■ **Aim of the task**:
Below are records; reproduce exactly the lines from the one that has "Where can the brick" through the one that has "Where can the white window", ends included, and nothing more.

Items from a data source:
---+---
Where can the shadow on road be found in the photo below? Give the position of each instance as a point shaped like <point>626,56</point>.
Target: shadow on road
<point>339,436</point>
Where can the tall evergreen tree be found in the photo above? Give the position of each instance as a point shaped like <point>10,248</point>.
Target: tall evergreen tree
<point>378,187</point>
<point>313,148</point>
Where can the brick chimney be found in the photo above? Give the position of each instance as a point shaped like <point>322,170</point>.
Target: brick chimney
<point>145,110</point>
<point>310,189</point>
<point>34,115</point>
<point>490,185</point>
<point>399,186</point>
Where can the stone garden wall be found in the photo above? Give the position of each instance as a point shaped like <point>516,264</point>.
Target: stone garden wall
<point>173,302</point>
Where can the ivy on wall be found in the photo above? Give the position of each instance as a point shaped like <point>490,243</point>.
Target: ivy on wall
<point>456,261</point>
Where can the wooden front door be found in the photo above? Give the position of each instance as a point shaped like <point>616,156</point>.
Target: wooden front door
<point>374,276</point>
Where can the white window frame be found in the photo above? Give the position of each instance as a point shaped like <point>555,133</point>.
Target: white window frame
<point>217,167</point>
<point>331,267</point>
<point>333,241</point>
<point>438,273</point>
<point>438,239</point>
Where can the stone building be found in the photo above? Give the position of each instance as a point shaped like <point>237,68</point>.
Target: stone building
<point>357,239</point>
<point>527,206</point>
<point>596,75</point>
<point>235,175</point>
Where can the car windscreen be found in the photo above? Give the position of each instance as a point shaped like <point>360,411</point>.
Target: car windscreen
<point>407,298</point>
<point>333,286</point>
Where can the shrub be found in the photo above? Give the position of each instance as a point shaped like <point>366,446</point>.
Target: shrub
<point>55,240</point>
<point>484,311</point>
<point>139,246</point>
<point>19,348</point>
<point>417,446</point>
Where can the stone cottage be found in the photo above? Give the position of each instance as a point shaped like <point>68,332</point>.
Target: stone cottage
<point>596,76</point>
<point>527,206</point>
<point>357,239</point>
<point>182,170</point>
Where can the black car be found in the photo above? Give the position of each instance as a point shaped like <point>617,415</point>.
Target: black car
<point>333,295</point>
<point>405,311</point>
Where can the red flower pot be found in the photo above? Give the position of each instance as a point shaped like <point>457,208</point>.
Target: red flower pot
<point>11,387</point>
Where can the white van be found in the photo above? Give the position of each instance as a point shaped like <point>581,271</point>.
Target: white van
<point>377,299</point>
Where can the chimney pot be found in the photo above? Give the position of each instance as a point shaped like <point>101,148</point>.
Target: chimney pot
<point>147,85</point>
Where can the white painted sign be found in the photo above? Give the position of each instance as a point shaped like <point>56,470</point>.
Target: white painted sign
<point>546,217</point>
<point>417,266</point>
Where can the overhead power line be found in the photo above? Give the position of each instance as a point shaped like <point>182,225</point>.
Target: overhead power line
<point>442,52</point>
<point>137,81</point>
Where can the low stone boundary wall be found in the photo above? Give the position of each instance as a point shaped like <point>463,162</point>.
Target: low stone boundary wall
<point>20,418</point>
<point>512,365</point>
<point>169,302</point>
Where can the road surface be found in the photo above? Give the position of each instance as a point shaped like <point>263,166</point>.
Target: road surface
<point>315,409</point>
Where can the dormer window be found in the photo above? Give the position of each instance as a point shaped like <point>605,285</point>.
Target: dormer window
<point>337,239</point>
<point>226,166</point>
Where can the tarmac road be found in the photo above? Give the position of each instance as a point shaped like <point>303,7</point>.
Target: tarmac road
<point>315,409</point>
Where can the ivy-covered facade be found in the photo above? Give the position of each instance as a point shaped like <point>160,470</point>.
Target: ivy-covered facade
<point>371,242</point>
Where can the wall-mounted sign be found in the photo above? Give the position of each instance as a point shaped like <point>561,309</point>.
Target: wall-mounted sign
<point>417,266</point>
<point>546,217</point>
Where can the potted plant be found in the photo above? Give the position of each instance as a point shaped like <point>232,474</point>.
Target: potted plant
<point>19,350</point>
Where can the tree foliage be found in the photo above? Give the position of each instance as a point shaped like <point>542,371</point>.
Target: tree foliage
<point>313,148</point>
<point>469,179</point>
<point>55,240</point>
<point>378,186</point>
---+---
■ **Output**:
Where can the brick chimney be found in the photo above? Give the position of each instance as a point shaped like <point>322,170</point>.
Target: brick chimney
<point>145,110</point>
<point>310,189</point>
<point>34,115</point>
<point>490,185</point>
<point>399,186</point>
Where can the stone garden wall be found in the photo above? Give the position of each instance as a point shaped like <point>516,264</point>.
Target: stone garden wall
<point>173,302</point>
Where can the ivy on wall be found in the photo above? Give the position of each instance as a point shaped like <point>490,243</point>.
Target: ivy on wall
<point>456,261</point>
Where can the wooden front door be found in the photo above? Give the position of each instance as a point shaped like <point>616,156</point>.
Target: wooden front door
<point>374,276</point>
Where can the white window frame be found in the photo above? Give the position of each instance as a point shaped like <point>555,133</point>.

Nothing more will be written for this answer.